▼▼▼

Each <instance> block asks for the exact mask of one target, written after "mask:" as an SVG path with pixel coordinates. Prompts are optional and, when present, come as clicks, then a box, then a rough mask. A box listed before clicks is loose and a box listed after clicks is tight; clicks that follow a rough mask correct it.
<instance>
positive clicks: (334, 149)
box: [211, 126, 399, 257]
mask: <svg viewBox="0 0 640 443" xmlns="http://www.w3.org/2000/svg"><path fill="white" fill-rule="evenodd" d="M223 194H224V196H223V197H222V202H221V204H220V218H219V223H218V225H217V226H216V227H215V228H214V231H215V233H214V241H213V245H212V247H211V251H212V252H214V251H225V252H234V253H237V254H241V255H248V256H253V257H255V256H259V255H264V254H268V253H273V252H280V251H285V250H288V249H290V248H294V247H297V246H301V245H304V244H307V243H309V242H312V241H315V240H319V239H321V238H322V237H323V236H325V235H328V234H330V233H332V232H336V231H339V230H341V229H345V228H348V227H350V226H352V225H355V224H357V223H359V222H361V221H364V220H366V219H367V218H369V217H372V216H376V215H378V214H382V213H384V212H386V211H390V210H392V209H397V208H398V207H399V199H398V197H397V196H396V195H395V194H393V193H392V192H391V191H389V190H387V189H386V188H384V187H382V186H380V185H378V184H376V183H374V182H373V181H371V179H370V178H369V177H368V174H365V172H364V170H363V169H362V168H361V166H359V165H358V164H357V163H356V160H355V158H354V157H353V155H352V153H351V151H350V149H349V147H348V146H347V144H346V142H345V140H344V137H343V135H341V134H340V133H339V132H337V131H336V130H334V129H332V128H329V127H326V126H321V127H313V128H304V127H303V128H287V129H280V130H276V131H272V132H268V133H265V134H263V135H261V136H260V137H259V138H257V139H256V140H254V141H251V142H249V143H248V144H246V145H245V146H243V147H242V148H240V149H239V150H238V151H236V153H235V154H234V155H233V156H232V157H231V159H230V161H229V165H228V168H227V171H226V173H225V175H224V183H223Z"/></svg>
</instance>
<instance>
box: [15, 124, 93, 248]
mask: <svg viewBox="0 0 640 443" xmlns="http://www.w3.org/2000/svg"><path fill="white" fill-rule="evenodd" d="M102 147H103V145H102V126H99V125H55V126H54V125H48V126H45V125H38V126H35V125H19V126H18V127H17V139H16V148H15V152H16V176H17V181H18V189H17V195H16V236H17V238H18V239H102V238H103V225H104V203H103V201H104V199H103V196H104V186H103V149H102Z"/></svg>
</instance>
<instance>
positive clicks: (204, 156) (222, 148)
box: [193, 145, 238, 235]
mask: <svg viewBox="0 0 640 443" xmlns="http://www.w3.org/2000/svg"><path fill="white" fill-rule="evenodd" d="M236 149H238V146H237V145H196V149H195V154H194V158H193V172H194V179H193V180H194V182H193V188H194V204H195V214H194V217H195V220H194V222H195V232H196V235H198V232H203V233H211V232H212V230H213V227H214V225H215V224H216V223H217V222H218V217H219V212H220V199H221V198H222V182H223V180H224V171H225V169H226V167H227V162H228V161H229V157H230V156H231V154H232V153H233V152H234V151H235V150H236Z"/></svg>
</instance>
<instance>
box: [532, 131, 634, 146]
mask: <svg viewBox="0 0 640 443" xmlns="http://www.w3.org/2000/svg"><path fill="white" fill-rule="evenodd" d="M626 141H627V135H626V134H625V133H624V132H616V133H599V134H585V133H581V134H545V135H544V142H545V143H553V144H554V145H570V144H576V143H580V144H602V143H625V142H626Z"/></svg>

▲▲▲

PROBLEM: Reproduce all of the entries above verbatim, line by line, with no changes.

RESULT:
Each <instance> block asks for the exact mask of one target, written after "mask:" as an SVG path with pixel coordinates. Prompts are optional and, when present, come as clicks, then a box, then a rough mask. A box listed before clicks is loose and a box listed after clicks is tight; clicks that follow a rough mask correct it.
<instance>
positive clicks: (334, 149)
box: [211, 126, 399, 257]
mask: <svg viewBox="0 0 640 443" xmlns="http://www.w3.org/2000/svg"><path fill="white" fill-rule="evenodd" d="M223 194H224V196H223V197H222V202H221V204H220V218H219V223H218V225H217V226H216V227H215V228H214V231H215V233H214V241H213V245H212V247H211V251H212V252H214V251H225V252H234V253H237V254H241V255H248V256H253V257H255V256H259V255H264V254H268V253H273V252H280V251H285V250H288V249H290V248H294V247H297V246H301V245H304V244H307V243H309V242H312V241H315V240H319V239H321V238H322V237H323V236H325V235H328V234H330V233H332V232H336V231H339V230H341V229H345V228H348V227H350V226H352V225H355V224H357V223H359V222H361V221H364V220H366V219H367V218H369V217H372V216H376V215H378V214H382V213H384V212H386V211H390V210H392V209H397V208H398V207H399V199H398V197H397V196H396V195H395V194H393V193H392V192H391V191H389V190H387V189H386V188H384V187H382V186H380V185H378V184H376V183H374V182H373V181H371V179H370V178H369V177H368V174H365V172H364V170H363V169H362V168H361V166H359V165H358V164H357V163H356V160H355V158H354V157H353V155H352V153H351V151H350V149H349V147H348V146H347V144H346V142H345V140H344V137H343V135H341V134H340V133H339V132H337V131H336V130H334V129H332V128H329V127H326V126H321V127H313V128H304V127H303V128H287V129H280V130H276V131H272V132H268V133H265V134H263V135H261V136H260V137H259V138H257V139H256V140H254V141H251V142H249V143H248V144H246V145H245V146H243V147H242V148H240V149H239V150H238V151H236V153H235V154H234V155H233V156H232V157H231V159H230V161H229V165H228V168H227V171H226V173H225V175H224V183H223Z"/></svg>
</instance>
<instance>
box: [15, 124, 93, 248]
mask: <svg viewBox="0 0 640 443" xmlns="http://www.w3.org/2000/svg"><path fill="white" fill-rule="evenodd" d="M102 147H103V145H102V126H99V125H55V126H54V125H48V126H45V125H38V126H35V125H19V126H18V127H17V139H16V148H15V152H16V176H17V181H18V189H17V195H16V236H17V238H18V239H102V238H103V225H104V203H103V201H104V199H103V196H104V186H103V149H102Z"/></svg>
</instance>
<instance>
positive clicks: (204, 156) (222, 148)
box: [193, 145, 238, 235]
mask: <svg viewBox="0 0 640 443" xmlns="http://www.w3.org/2000/svg"><path fill="white" fill-rule="evenodd" d="M236 149H238V146H237V145H196V149H195V154H194V158H193V172H194V179H193V180H194V182H193V188H194V204H195V214H194V217H195V220H194V222H195V232H196V235H198V232H203V233H211V232H212V230H213V227H214V225H215V224H216V223H217V222H218V217H219V212H220V199H221V198H222V182H223V180H224V171H225V169H226V167H227V162H228V161H229V157H230V156H231V154H232V153H233V152H234V151H235V150H236Z"/></svg>
</instance>
<instance>
box: [532, 131, 634, 146]
mask: <svg viewBox="0 0 640 443" xmlns="http://www.w3.org/2000/svg"><path fill="white" fill-rule="evenodd" d="M626 141H627V135H626V134H625V133H624V132H616V133H599V134H585V133H581V134H545V135H544V142H545V143H553V144H554V145H570V144H576V143H580V144H602V143H625V142H626Z"/></svg>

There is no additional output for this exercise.